◆ 記述課題:
以下の項目をすべて、一字一句変えずに書き写してもらえますか。画像は書き写さないでください。

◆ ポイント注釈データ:
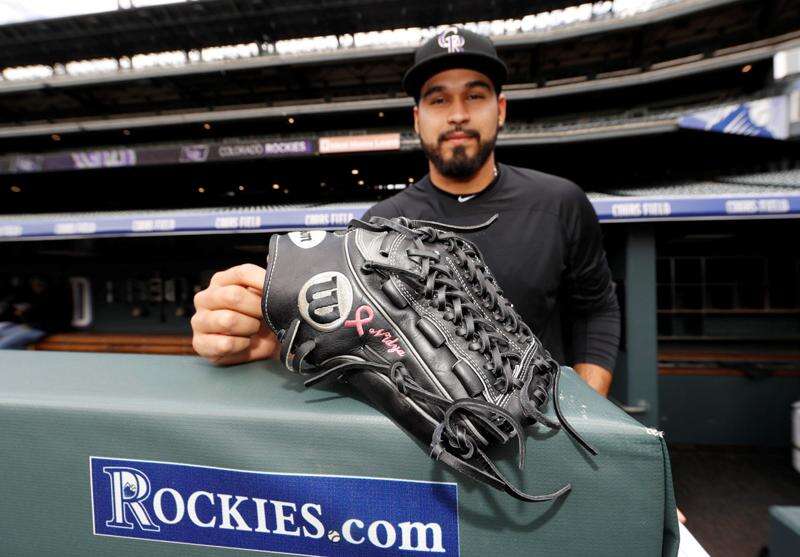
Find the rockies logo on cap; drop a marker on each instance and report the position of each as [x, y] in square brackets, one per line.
[451, 40]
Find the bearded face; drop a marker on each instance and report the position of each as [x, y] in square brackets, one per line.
[457, 118]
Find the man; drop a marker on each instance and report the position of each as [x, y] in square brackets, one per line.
[545, 249]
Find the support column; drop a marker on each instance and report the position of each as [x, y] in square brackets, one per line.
[641, 377]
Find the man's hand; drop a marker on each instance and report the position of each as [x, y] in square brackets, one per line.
[227, 326]
[598, 378]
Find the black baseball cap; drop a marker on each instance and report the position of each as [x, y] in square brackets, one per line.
[454, 48]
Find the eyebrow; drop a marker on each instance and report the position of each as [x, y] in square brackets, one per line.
[470, 85]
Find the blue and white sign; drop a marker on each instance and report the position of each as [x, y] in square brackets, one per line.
[761, 118]
[281, 513]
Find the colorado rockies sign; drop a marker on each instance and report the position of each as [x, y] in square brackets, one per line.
[282, 513]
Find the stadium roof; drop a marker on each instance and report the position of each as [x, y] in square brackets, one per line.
[198, 24]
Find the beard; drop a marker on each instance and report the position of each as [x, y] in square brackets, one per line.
[460, 166]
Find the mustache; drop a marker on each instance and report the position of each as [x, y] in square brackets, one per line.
[470, 133]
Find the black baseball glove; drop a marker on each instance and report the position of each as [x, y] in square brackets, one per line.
[409, 314]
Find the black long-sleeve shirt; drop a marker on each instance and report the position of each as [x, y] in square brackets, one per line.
[545, 251]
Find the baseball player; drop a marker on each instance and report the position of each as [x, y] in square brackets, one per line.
[545, 248]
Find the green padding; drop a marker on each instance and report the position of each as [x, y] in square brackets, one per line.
[57, 409]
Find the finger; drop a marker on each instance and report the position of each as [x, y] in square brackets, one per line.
[214, 347]
[260, 348]
[242, 275]
[230, 297]
[225, 322]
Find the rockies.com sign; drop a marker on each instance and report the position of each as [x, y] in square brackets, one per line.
[282, 513]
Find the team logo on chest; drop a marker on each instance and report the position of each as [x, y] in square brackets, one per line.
[325, 300]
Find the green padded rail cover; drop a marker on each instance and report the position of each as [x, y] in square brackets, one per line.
[59, 409]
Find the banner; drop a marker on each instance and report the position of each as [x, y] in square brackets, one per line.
[360, 143]
[154, 155]
[762, 118]
[295, 514]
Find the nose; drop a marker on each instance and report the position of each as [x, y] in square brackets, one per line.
[458, 113]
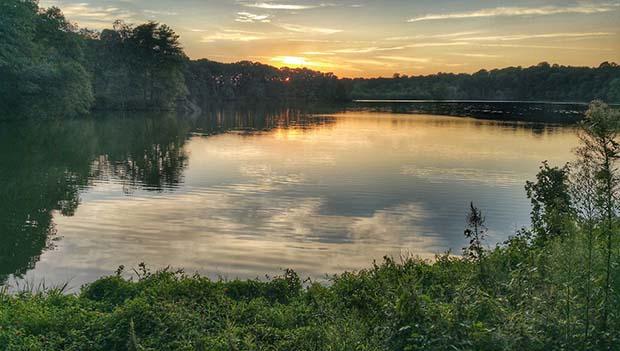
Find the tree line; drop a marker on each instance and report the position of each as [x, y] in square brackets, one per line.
[552, 286]
[50, 67]
[543, 82]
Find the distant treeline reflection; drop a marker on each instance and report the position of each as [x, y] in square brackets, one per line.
[46, 165]
[50, 68]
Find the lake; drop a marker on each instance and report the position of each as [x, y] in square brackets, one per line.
[247, 192]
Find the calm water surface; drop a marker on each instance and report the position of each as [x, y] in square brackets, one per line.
[243, 194]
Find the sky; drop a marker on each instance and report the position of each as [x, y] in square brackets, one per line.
[370, 38]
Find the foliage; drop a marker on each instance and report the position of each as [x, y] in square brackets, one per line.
[137, 67]
[41, 62]
[551, 202]
[543, 82]
[210, 81]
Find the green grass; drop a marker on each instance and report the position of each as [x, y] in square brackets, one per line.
[514, 298]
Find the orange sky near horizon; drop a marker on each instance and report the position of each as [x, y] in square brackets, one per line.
[366, 38]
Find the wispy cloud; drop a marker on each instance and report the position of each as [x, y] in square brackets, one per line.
[537, 36]
[247, 17]
[477, 55]
[368, 49]
[233, 35]
[280, 6]
[433, 36]
[96, 17]
[160, 13]
[305, 29]
[404, 59]
[521, 11]
[546, 47]
[298, 61]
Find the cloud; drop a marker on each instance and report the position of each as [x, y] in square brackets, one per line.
[233, 35]
[432, 36]
[160, 13]
[537, 36]
[305, 29]
[276, 6]
[430, 45]
[520, 11]
[404, 59]
[247, 17]
[546, 47]
[297, 61]
[96, 17]
[368, 49]
[477, 55]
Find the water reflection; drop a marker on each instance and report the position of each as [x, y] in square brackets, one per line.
[243, 193]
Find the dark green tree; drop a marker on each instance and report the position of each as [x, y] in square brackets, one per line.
[551, 201]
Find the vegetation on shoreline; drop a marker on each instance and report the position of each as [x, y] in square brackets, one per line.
[554, 286]
[543, 82]
[50, 67]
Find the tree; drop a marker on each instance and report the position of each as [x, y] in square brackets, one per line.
[600, 148]
[475, 232]
[551, 202]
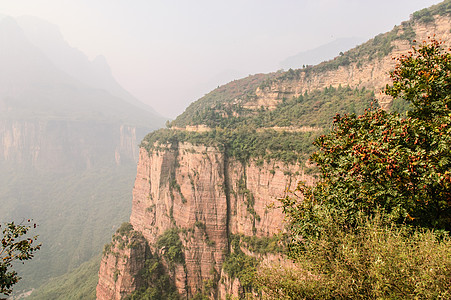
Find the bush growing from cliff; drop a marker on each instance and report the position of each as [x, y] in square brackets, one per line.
[359, 233]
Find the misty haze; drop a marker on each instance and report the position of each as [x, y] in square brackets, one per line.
[214, 151]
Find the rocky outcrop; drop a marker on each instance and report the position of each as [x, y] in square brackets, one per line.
[211, 198]
[373, 74]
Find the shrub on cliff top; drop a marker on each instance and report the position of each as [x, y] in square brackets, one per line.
[359, 232]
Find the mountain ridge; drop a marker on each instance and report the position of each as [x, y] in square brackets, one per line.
[203, 201]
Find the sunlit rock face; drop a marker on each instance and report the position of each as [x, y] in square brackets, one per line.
[210, 197]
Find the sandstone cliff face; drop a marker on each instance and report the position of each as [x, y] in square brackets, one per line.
[373, 75]
[211, 197]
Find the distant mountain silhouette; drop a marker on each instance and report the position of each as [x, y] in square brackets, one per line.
[321, 53]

◆ 解答は以下:
Find the rockies logo on cap; drop a marker on each instance and report the position of each as [x, y] in square brackets, one per line.
[451, 40]
Find the bearded face; drop a marker on each instance and report the position of each as [x, y] in square brackets, one per line.
[457, 118]
Find the man; drop a marker on each instance and report the position of each as [x, y] in square brackets, one per line.
[545, 249]
Find the support column; drop a marker on each instance and report the position of each as [x, y] in square brackets, one per line.
[641, 377]
Find the man's hand; drop a marker on each instance and report the position of each as [x, y] in square brackets, one per line.
[227, 326]
[598, 378]
Find the black baseball cap; drop a marker on each instance and report the position of each as [x, y] in square brackets, one per line.
[454, 48]
Find the eyebrow; drop a marker on each instance and report the position of each as [x, y] in square brackets, one per line.
[470, 85]
Find the blue and white sign; drop a marker on each instance and report the position of each as [x, y] in square brackets, one per line.
[761, 118]
[281, 513]
Find the colorado rockies sign; drop a marker on each instance and report the position of each as [x, y] in square brackets, one per line.
[282, 513]
Find the stadium roof; drop a marker on each instance and report the position of each as [x, y] in square brackets, one per line.
[198, 24]
Find the beard; drop a marker on each instance and report the position of each as [x, y] in square brackets, one per line.
[460, 166]
Find the mustache; drop a marker on each instance and report the position of each as [x, y] in square brackets, one per line.
[470, 133]
Find the black baseball glove; drop a marker on each instance and report the position of each as [x, y] in square brackets, one per line.
[409, 314]
Find the black long-sleeve shirt; drop a marker on each instance and report the position of each as [x, y] in square brackets, one per line.
[545, 251]
Find the baseball player; drop a marker on each instance and report the position of each as [x, y] in square brackets, one per line.
[545, 248]
Find the green padding; drop a marker on each instance and report the position of each as [x, y] in square brackets, one per line.
[57, 409]
Find the finger; drop a marker on each instance and report the position of each as [x, y] in square brackets, one per line.
[214, 347]
[260, 348]
[242, 275]
[230, 297]
[225, 322]
Find the rockies.com sign; drop a marker on each instance and report the position of each as [x, y] in square brackets, one per line.
[282, 513]
Find the team logo on chest; drop a marker on each instance and report the position of each as [x, y] in square brackets, one per line.
[325, 300]
Find the green padded rail cover; drop a marker on each instance and report the position of each as [x, y] in square brackets, one per line.
[59, 409]
Find the banner; drop a marker on each instance and report the position of each as [x, y] in square brackets, one per line.
[360, 143]
[154, 155]
[762, 118]
[295, 514]
Find the nose; drop a marker on each instance and report the position of each as [x, y] in square brackets, one per line.
[458, 113]
Find the tree line; drop a marker on each instance and report the position of each as [x, y] in square brackets, one per line.
[552, 286]
[50, 67]
[543, 82]
Find the distant treeline reflection; drop a marker on each instance and report the position of each as [x, y] in square brackets, one per line.
[46, 165]
[50, 68]
Find the lake; drop a marker on each instance and report the position of each as [x, y] in square brackets, one per line.
[247, 192]
Find the calm water surface; drop a marker on each instance and report the position of each as [x, y] in square brackets, one per line.
[243, 194]
Find the sky; drop a marker on each instance and report the position of each as [x, y] in square brackets, one per line.
[370, 38]
Find the foliage; drop a marker on each instance and report the position of each as [x, y] in square brackets, one per line.
[137, 67]
[41, 62]
[551, 202]
[543, 82]
[210, 81]
Find the green grass; drop a marker on each instance and report the position of each as [x, y] in square brackets, one per line.
[514, 298]
Find the orange sky near horizon; drop a marker on each instance and report the position of each as [x, y] in square brackets, one per line.
[366, 38]
Find the wispy cloud; drop a marker on each instance and report the position of each as [x, y] in square brackets, one per line.
[537, 36]
[247, 17]
[477, 55]
[368, 49]
[233, 35]
[280, 6]
[433, 36]
[96, 17]
[160, 13]
[305, 29]
[404, 59]
[521, 11]
[546, 47]
[298, 61]
Find the cloud; drop a marker on each instance and report the position of each as [x, y] in square brackets, one per line.
[233, 35]
[432, 36]
[160, 13]
[537, 36]
[305, 29]
[276, 6]
[430, 45]
[520, 11]
[404, 59]
[247, 17]
[546, 47]
[297, 61]
[96, 17]
[368, 49]
[477, 55]
Find the water reflection; drop a marker on each instance and report the position of each as [x, y] in square brackets, one per line.
[243, 193]
Find the dark green tree; drop a marker on each instance and report the position of each as [x, y] in square brackets, one per line.
[551, 201]
Find the vegetation on shoreline; drop a marker on each instance and report the position of each as [x, y] in square brackets, one per line.
[554, 286]
[543, 82]
[50, 67]
Find the tree; drop a marker on each instance and report the position of each as [x, y] in square brackets, one per line.
[600, 148]
[475, 232]
[551, 202]
Find the bush growing from cliff; drop a marker on each instance and report the position of each as [x, y] in square brackets, one per line.
[359, 233]
Find the misty haze; drop a marker on each instance and report the position of each as [x, y] in square brackets, one per line.
[214, 151]
Find the rocky outcrop; drop a marker on each instance and report the position of each as [x, y] in square brackets, one per line.
[211, 198]
[373, 74]
Find the shrub on cliff top; drop a marker on each instance and report the position of each as [x, y] in square brackets, one per line.
[359, 232]
Find the mountain ridge; drop a marker on each instance and report the position of each as [x, y] in square brackets, one per line.
[203, 201]
Find the sunlit rock face; drop a marker on each instance and report the position of each as [x, y] in square brackets, one per line.
[210, 197]
Find the sandstone cliff face; drop a marker on each instance and report the position of each as [x, y] in square brackets, one per line.
[373, 75]
[211, 197]
Find the distant mountain silhouette; drop a marker on each instance and report the position of each as [x, y] in square brackets, one per line.
[321, 53]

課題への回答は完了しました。